## TRECHO SELECIONADO
· · ·

Como em todos eventos agudos que envolvem a interminável
[guerra contra o terrorismo], muitos analistas apontam inconsistências,
ambiguidades e lacunas na cobertura midiática ao atentado contra o jornal
[Charlie Hebdo] em Paris. São tantas que
parece que estamos diante de um roteiro de um filme mal produzido: uma ação
militar profissionalmente cirúrgica feita por jovens que esquecem um cartão de
identidade no carro da fuga. Coincidências e conveniências para muitos lados (e
até para a grande mídia brasileira) envolvem a chacina dos jornalistas e
cartunistas franceses, gerando uma espiral de especulações e conspirações. Será
que alcançamos o estágio mais avançado do terrorismo, o [meta-terrorismo]? O
relato midiaticamente ambíguo de um atentado pode se tornar tão letal quanto o
próprio atentado.
Como diria a personagem Church Lady (feita pelo comediante
Dana Carvey no programa Saturday Night Live, sempre preocupada com as
conspirações satânicas por trás das coincidências): [How Con-VEEN-ient!] ([Tão
conVEEEniente!]).
Numa primeira análise, o ataque terrorista (alguns
afirmam que foi na verdade uma ação militar pela precisão) ao jornal satírico
francês Charlie Hebdo em Paris, que vitimou 12 pessoas entre eles cartunistas,
editores e colunistas do veículo francês, tem se revelado bem conveniente para
três personagens do atual cenário internacional e, de quebra, para o senso de
oportunismo da grande mídia brasileira:
(a) Para o politicamente desgastado presidente da França
François Hollande ? 85 dos franceses declaram que Hollande não deveria se
candidatar à reeleição e 50 o acusam de não cumprir promessas da campanha,
segundo o Instituto Francês de Opinião Pública. Com a economia estagnada e
falando para a mídia em [pacto de responsabilidade] onde cada um teria sua cota
de sacrifício (aumento de taxação e redução dos custos dos trabalhos), Hollande acenava com [união] para uma [França forte].

· · ·

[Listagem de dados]
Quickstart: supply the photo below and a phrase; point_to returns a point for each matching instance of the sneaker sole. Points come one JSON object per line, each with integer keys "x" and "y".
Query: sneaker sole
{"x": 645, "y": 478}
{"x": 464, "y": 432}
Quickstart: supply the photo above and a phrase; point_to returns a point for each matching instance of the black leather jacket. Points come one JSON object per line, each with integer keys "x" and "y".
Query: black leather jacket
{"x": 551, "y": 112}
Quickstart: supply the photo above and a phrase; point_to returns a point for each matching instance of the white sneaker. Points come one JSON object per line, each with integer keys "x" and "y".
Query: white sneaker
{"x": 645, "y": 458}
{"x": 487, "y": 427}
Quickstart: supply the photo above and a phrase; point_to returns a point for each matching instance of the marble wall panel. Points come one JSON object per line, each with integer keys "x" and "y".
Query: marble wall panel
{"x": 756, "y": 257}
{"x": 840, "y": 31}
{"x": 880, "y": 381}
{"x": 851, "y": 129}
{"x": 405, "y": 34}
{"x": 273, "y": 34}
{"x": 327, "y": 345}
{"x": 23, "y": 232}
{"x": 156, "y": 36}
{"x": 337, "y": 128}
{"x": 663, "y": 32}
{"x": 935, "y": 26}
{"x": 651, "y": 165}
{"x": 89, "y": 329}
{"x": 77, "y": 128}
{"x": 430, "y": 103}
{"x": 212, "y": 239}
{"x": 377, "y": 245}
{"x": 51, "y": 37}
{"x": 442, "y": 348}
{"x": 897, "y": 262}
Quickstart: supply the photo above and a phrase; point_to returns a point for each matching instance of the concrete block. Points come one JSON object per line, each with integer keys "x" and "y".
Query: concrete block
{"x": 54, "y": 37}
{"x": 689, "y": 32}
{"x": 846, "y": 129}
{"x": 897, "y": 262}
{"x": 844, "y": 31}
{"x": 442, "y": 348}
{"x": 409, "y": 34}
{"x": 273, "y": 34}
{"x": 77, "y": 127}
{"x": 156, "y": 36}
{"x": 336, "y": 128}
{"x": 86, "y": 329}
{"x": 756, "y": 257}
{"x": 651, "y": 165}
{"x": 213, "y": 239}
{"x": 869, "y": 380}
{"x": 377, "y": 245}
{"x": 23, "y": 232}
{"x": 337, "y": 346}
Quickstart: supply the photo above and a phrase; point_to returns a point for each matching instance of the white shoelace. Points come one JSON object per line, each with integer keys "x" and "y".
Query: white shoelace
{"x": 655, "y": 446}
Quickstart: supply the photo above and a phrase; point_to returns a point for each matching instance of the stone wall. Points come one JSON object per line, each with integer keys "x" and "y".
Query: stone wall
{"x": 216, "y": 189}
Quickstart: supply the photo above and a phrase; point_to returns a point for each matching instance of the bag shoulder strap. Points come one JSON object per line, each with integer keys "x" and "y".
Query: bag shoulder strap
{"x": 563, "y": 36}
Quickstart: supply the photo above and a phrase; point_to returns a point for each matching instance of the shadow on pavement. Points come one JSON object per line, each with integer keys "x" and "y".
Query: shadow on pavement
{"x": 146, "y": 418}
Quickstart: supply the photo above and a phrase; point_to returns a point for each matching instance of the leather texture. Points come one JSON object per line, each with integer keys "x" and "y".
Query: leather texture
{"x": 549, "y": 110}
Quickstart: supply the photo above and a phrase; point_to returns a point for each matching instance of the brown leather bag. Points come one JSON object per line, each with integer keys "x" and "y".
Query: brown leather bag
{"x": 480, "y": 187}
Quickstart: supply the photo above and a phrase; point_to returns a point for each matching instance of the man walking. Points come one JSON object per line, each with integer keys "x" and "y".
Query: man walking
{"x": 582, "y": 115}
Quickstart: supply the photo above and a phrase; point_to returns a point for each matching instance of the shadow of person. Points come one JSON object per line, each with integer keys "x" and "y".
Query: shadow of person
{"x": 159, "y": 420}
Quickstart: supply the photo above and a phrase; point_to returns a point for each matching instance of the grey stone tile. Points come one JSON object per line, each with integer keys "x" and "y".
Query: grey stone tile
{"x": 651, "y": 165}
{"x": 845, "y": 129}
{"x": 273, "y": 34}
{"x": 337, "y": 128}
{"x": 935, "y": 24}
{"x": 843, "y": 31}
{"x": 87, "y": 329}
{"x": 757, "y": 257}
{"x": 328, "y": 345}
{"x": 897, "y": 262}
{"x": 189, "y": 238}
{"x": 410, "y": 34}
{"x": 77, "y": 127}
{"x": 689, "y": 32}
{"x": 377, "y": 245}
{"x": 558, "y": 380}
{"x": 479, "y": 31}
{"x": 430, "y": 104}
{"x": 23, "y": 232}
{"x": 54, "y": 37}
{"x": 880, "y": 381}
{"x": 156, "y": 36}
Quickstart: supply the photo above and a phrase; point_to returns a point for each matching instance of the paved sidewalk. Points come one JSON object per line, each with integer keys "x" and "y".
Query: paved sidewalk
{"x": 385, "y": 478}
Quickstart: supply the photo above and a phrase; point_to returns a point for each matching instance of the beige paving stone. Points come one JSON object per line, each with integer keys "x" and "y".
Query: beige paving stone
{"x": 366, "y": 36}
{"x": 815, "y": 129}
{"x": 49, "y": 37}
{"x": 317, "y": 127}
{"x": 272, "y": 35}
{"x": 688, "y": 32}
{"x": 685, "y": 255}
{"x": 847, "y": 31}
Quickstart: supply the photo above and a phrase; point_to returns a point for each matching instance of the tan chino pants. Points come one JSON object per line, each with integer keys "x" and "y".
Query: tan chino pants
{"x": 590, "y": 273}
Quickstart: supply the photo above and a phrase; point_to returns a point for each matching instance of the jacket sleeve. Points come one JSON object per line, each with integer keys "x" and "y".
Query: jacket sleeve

· · ·

Transcreva, do texto sobre o atentado ao Charlie Hebdo, o trecho que vai de "Numa primeira análise, o" até "uma [França forte].", inclusive.

Numa primeira análise, o ataque terrorista (alguns
afirmam que foi na verdade uma ação militar pela precisão) ao jornal satírico
francês Charlie Hebdo em Paris, que vitimou 12 pessoas entre eles cartunistas,
editores e colunistas do veículo francês, tem se revelado bem conveniente para
três personagens do atual cenário internacional e, de quebra, para o senso de
oportunismo da grande mídia brasileira:
(a) Para o politicamente desgastado presidente da França
François Hollande ? 85 dos franceses declaram que Hollande não deveria se
candidatar à reeleição e 50 o acusam de não cumprir promessas da campanha,
segundo o Instituto Francês de Opinião Pública. Com a economia estagnada e
falando para a mídia em [pacto de responsabilidade] onde cada um teria sua cota
de sacrifício (aumento de taxação e redução dos custos dos trabalhos), Hollande acenava com [união] para uma [França forte].